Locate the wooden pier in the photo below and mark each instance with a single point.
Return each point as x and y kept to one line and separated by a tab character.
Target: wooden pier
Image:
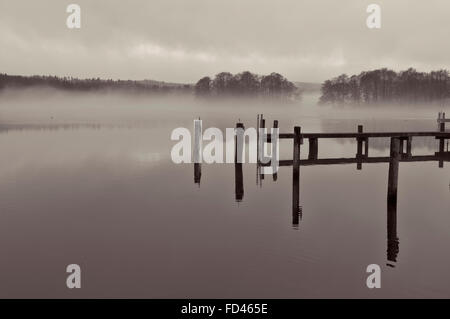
401	146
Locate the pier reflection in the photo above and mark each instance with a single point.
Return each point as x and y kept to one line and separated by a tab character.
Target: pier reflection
397	155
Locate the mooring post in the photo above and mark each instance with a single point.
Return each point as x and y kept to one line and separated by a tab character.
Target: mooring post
392	239
239	182
442	140
274	143
197	141
442	123
313	148
197	173
393	169
238	159
257	149
366	147
409	146
263	144
296	177
359	148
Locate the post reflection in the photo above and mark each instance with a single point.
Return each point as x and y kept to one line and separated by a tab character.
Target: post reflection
398	153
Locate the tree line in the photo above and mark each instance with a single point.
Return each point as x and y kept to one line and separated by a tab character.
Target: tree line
246	84
384	85
94	84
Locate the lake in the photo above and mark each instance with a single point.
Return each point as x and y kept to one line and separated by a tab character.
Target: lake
88	179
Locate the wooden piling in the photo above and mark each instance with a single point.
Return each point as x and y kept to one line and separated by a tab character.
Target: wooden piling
262	145
313	148
274	149
197	173
238	159
392	238
197	141
442	140
393	169
359	148
409	146
296	177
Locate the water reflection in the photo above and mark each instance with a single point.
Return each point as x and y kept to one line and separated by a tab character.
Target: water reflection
400	151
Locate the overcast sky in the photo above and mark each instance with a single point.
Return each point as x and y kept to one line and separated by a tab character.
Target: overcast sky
183	40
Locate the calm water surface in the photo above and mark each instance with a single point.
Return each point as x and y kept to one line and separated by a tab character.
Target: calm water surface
89	180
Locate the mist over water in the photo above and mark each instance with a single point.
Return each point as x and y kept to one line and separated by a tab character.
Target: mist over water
88	179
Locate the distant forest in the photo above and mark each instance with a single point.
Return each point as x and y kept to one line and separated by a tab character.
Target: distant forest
246	84
384	85
85	85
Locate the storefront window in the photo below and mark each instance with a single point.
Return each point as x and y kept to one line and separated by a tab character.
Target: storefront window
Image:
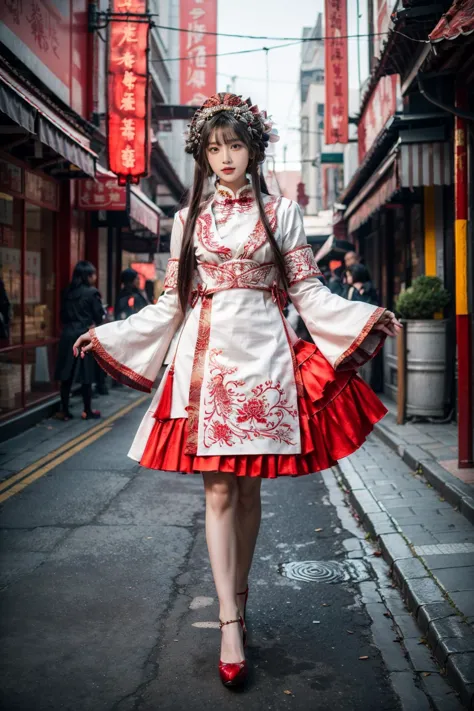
10	270
39	274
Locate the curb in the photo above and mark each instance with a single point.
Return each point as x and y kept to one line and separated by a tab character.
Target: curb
455	492
450	638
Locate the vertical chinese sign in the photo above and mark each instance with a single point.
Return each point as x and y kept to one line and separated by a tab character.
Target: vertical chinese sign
128	90
198	70
336	118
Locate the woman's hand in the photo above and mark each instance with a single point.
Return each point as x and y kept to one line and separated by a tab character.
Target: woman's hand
389	324
82	345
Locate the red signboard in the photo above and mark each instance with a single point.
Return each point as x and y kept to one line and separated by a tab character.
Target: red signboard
380	107
50	38
336	112
128	105
198	72
103	193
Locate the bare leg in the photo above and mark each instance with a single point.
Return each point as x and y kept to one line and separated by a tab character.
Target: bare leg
221	506
249	514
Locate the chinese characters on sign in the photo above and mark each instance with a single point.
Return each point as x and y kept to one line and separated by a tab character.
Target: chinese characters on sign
380	107
103	193
198	73
128	119
336	118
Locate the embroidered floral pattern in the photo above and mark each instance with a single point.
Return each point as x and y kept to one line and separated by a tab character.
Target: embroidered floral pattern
300	264
347	359
117	370
209	239
231	417
226	207
258	237
202	344
171	276
237	274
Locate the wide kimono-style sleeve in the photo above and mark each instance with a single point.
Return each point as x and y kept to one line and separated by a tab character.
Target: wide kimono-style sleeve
132	350
341	329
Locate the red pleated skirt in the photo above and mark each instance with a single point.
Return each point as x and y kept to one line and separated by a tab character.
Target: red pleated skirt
337	412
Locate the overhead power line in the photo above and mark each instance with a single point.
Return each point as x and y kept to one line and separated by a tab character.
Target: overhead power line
264	37
267	49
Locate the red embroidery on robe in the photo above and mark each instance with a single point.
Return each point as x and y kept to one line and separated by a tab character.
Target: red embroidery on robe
230	416
224	209
300	264
210	240
258	237
238	274
202	344
171	276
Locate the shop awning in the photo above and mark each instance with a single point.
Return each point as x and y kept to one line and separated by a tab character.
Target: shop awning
409	165
34	116
425	164
377	191
458	21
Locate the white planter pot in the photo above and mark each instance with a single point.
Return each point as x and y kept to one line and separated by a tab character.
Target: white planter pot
426	367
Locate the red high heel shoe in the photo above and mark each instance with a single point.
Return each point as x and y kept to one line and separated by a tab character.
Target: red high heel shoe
246	593
233	673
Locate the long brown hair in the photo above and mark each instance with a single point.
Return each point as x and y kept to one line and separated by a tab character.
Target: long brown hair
231	128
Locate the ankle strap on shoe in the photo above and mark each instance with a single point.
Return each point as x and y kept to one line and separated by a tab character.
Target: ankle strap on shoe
229	622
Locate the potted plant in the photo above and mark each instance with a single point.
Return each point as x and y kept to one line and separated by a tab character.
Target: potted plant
420	307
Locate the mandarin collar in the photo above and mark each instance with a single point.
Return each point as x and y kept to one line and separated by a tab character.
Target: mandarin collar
223	193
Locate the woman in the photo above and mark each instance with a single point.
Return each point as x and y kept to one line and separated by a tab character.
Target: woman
359	286
242	398
81	308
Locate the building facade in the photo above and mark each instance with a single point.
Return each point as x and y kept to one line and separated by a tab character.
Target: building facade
58	203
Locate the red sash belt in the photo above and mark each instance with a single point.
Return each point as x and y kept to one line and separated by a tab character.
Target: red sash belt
163	411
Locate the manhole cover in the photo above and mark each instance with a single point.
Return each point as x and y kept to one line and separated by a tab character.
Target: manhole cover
326	571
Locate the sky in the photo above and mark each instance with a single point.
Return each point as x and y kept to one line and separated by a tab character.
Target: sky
279	18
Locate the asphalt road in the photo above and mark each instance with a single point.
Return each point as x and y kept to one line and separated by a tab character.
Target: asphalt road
108	602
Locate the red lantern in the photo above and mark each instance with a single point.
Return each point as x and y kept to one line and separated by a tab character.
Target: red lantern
128	91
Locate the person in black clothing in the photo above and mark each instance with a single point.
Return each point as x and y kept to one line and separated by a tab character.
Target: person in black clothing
130	299
359	286
81	308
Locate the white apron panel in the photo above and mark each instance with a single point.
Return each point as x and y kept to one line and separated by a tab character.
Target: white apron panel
248	397
147	423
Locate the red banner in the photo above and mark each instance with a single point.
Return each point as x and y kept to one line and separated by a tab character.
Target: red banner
380	107
103	193
128	105
50	38
198	73
336	118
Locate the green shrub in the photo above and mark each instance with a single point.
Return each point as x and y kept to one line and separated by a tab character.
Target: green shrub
425	298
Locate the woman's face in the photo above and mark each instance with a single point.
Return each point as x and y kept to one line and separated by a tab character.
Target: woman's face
228	158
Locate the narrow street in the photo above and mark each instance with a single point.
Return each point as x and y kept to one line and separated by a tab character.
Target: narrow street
108	601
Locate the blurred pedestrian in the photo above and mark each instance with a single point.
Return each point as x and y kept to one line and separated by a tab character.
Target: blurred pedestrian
81	307
351	258
359	286
130	299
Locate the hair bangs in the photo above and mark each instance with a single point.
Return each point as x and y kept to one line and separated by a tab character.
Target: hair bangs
226	129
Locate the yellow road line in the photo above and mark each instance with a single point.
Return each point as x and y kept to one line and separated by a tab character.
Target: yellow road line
44	470
85	438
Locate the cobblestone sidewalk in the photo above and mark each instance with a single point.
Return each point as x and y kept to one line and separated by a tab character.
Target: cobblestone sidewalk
430	548
432	449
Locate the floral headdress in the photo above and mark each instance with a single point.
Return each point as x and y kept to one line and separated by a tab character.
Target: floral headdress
258	124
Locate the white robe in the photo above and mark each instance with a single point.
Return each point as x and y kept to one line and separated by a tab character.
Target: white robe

....

# HOW TO COMPLETE THIS TASK:
Output the records exactly. Drop the images.

# RESPONSE AREA:
Locate the wooden pier in the photo below and mark each instance with a single point.
Return each point as x and y kept to one line and separated by a tab character.
Target: wooden pier
Image:
401	146
Locate the pier reflection in the photo above and mark each instance with a single point.
Return each point as x and y kept to one line and separated by a tab character.
Target: pier reflection
397	155
Locate the mooring post in the photo above and mark each instance with a single point.
Return each point as x and y kept to one line and separated by a tab character.
Target: mooring post
392	239
239	182
442	140
274	143
197	141
442	123
313	148
197	173
393	169
238	159
257	149
366	147
409	146
263	144
296	177
359	148
Locate the post reflection in the photo above and mark each instance with a single point.
Return each point as x and y kept to one line and separated by a tab character.
Target: post reflection
398	153
Locate the tree line in the photo above and mark each instance with a single point.
Return each point as x and y kept to one line and separated by a tab character.
Target: tree line
246	84
384	85
94	84
Locate the lake in the photo above and mark each instance with a single point.
Return each point as x and y kept to one line and separated by a tab character.
Target: lake
88	179
Locate the wooden piling in the photo above and mark each instance with a single point.
Return each point as x and y kept to one line and separated by a tab character.
Target: wooden piling
262	145
313	148
274	149
197	173
238	159
392	238
197	141
442	140
393	169
359	148
409	146
296	177
Locate the water reflection in the photo above and mark each instance with a single point.
Return each point as x and y kept to one line and separated by a tab character.
Target: water reflection
400	151
Locate the overcast sky in the photo above and mark each instance with a single point.
Return each point as x and y kept to one line and separated by a tab character.
Target: overcast sky
183	40
Locate the calm water surface in the photo above and mark each instance with a single point.
Return each point as x and y kept to one line and separated by a tab character.
Target: calm water surface
89	180
Locate the mist over water in the photo above and mark each instance with a single point.
Return each point as x and y kept to one line and separated by a tab character.
Target: mist over water
88	179
Locate the distant forest in the photo above and mark each instance with a single point.
Return each point as x and y kept to one line and separated by a tab character.
Target: distant forest
246	84
384	85
85	85
Locate the storefront window in the photo below and mark each instance with a single point.
Return each point as x and y kept to one line and separated by a tab character.
Target: storefront window
Image:
10	270
39	274
Locate the curb in the photo above and mark each instance with a single point.
Return each point as x and y kept to one line and separated by a tab character.
Target: curb
455	492
450	638
Locate the vertical chinese sign in the photo above and mark each instance with a single point.
Return each point as x and y kept to one line and separated by a tab character.
Target: vertical chinese sign
128	90
198	70
336	118
Locate the woman's hand in the photo above and mark each instance with a single point.
Return each point as x and y kept to one line and separated by a tab character.
Target: woman's hand
389	324
82	345
Locate the red signboard in the photo above and mark each instance with a single point.
Return each point as x and y kept to one line and separated by a tab character.
Target: red signboard
380	107
50	38
336	112
128	105
198	72
103	193
Locate the bare leg in the photo above and mark each instance with a single point.
Return each point as x and y kept to one line and separated by a tab character.
Target: bare leg
221	506
249	514
Locate the chinese characters on sign in the photo above and mark each instance with a single point.
Return each point as x and y kept to one line and separated by a tab character.
Target: chinese characters on sign
380	107
103	193
198	73
128	119
336	118
Locate the embroidered floral pattern in the photo above and mark each instance with a single point.
Return each point as x and y kept to one line and separated by a tab character.
Target: embroidered floral pattern
300	264
347	359
117	370
209	239
231	417
226	207
258	237
202	344
171	276
237	274
Locate the wide kimono-style sleeve in the photo above and mark each instance with a single point.
Return each point as x and y kept to one line and separated by a tab character.
Target: wide kimono-style sleeve
132	350
341	329
Locate the red pleated skirt in the photo above and mark each instance with a single point.
Return each point as x and y kept to one line and separated by a tab character.
Target: red pleated skirt
337	412
Locate the overhead power line in the photo above and mark each instance with a single point.
Return each point as x and y kept to one line and separated by a tab character.
Target: overhead power line
264	37
267	49
Locate the red embroidery on robe in the photo above and mark each instance with a single point.
Return each point as x and y kept to one line and separated by a tab character.
Target: red embroidery on robe
230	416
224	209
300	264
210	240
258	237
238	274
202	344
171	276
Locate the shop awning in the photo above and mark each instance with a single point.
Return each point as x and y kept to one line and separated by a tab character.
Target: shop awning
409	165
34	116
425	164
377	191
458	21
Locate the white planter pot in the photo above and mark each instance with a single point.
Return each point as x and y kept to one line and separated by a tab character.
Target: white planter pot
426	367
Locate the red high heel shoe in the photo above and mark each instance with a single point.
Return each point as x and y kept to one line and separated by a tab character.
Target: red high heel shoe
246	593
233	673
Locate the long brown hair in the photo above and mark each instance with a single point.
Return each point as x and y kept to one line and separated by a tab character.
Target: long brown hair
231	128
Locate the ankle strap on shoe in the photo above and mark each instance with a single point.
Return each point as x and y kept to one line and separated by a tab character.
Target: ankle strap on shoe
229	622
Locate the potted plant in the photo above and mark each instance with a single point.
Return each point as x and y kept to one line and separated by a tab character.
Target: potted plant
420	307
Locate the mandarin collar in the photo above and mark each instance with a single point.
Return each point as x and y kept to one line and separated by a tab character.
Target: mandarin collar
223	193
Locate the woman in the photo above and mark each instance with a single point.
Return each point as x and y kept to one line and separated by a tab character.
Target: woman
359	286
242	398
81	308
Locate the building facade in the photo above and mark each instance with a single point.
Return each point as x and y kept to one line and separated by a tab character.
Target: building facade
58	203
Locate the red sash belt in the photo above and mark each instance with a single point.
Return each point as x and y kept to one line and separated by a tab character.
Target: red sash belt
163	411
Locate the manhole cover in the photo above and mark each instance with a single point.
Return each point as x and y kept to one line and separated by a tab character.
Target: manhole cover
326	571
Locate the sky in the photo above and mark each instance with a single point.
Return each point as x and y kept to one line and separated by a tab character.
Target: sky
279	18
Locate the asphalt road in the photo above and mark each instance with a single point.
Return each point as x and y kept to one line and separated by a tab character.
Target: asphalt road
108	602
Locate the red lantern in the photo above and mark each instance with a single point.
Return each point as x and y kept to one line and separated by a tab character.
Target: red lantern
128	91
Locate the person in black clothing in the photo above and mark each instance with a single point.
Return each point as x and y kept to one line and separated by a tab character.
Target: person in black clothing
130	299
359	286
81	308
Locate the white apron panel in the photo above and mark each instance with a single point.
Return each point as x and y kept to one line and separated by a tab character.
Target: white apron panel
248	397
147	423
Locate the red banner in the photo above and mark each instance with a single point.
Return each point as x and y kept to one line and separated by a tab character.
Target: red banner
380	107
103	193
128	105
50	38
198	73
336	118
Locate the green shrub in the photo above and mark each instance with a single point.
Return each point as x and y kept to one line and separated by a tab character.
Target: green shrub
425	298
Locate the woman's face in the photo above and mark each instance with a single point.
Return each point as x and y kept to one line and separated by a tab character.
Target: woman's face
228	158
Locate the narrow street in the photo above and mark each instance with a single point.
Return each point as x and y kept to one line and separated by a tab character.
Target: narrow street
108	601
Locate the blurred pedestrian in the photo above and mark each instance with a single point.
Return each point as x and y kept to one line and separated by a tab character.
Target: blurred pedestrian
81	307
351	258
359	286
130	299
Locate the hair bangs in the photo above and mark each instance with a single point.
Return each point as x and y kept to one line and separated by a tab character.
Target: hair bangs
226	129
Locate the yellow road line in the photo above and mark each instance with a single point.
Return each point as x and y kept to one line and separated by a tab character.
Target: yellow road line
44	470
85	438
Locate the cobblestone sidewalk in the photo above and mark each instance with a single point.
Return each point as x and y kept to one line and separated by a tab character.
Target: cobblestone sidewalk
430	548
432	449
Locate the floral headdress in the photo above and mark each instance with a single point.
Return each point as x and y kept to one line and separated by a tab character.
Target: floral headdress
258	124
Locate the white robe in the photo above and mark each instance with a single point.
Return each point as x and y kept to one line and separated by a tab character.
Target: white robe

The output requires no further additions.